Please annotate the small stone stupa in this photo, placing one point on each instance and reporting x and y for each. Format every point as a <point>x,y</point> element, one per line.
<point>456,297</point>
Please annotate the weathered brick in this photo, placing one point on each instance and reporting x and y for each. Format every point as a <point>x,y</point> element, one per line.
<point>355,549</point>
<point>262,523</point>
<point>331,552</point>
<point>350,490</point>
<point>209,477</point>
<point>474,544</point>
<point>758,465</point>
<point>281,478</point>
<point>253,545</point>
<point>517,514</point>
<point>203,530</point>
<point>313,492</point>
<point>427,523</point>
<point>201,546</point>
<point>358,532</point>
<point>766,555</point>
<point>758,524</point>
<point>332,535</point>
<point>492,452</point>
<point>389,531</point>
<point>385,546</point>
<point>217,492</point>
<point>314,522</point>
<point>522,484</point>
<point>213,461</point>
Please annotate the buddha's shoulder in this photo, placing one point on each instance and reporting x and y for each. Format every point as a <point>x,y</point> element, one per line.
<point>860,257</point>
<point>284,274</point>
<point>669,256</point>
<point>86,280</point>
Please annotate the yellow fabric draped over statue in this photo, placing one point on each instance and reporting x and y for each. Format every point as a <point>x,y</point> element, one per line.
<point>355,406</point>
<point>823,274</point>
• • • • •
**TASK DESCRIPTION**. The records above are to be repeated exactly, in their entirety.

**ANSWER TO THE TASK**.
Please annotate the small stone stupa in this photo, placing one point on each instance and reporting x and y for each. Format every point as a <point>x,y</point> element, one per line.
<point>456,297</point>
Please annotate the weathered brick in this photo, placing one point on each instance and reporting x and y for each. Format every point as a <point>x,y</point> element, one per line.
<point>355,549</point>
<point>262,523</point>
<point>331,552</point>
<point>350,490</point>
<point>209,477</point>
<point>474,544</point>
<point>758,465</point>
<point>281,478</point>
<point>253,545</point>
<point>517,514</point>
<point>203,530</point>
<point>313,492</point>
<point>427,523</point>
<point>201,546</point>
<point>358,532</point>
<point>766,555</point>
<point>758,524</point>
<point>332,535</point>
<point>492,452</point>
<point>389,531</point>
<point>385,546</point>
<point>217,492</point>
<point>314,522</point>
<point>522,484</point>
<point>213,461</point>
Please annotate the buddha's shoulder in this photo, placing one point on each instance and reporting x and y for each. Format every point as a <point>x,y</point> element, one per line.
<point>860,257</point>
<point>284,274</point>
<point>669,256</point>
<point>86,280</point>
Please annotate the yellow fabric draped over statue in this photo, placing one point on each instance and reporting x and y for each. Format every point as a <point>x,y</point> element, one per line.
<point>355,406</point>
<point>823,274</point>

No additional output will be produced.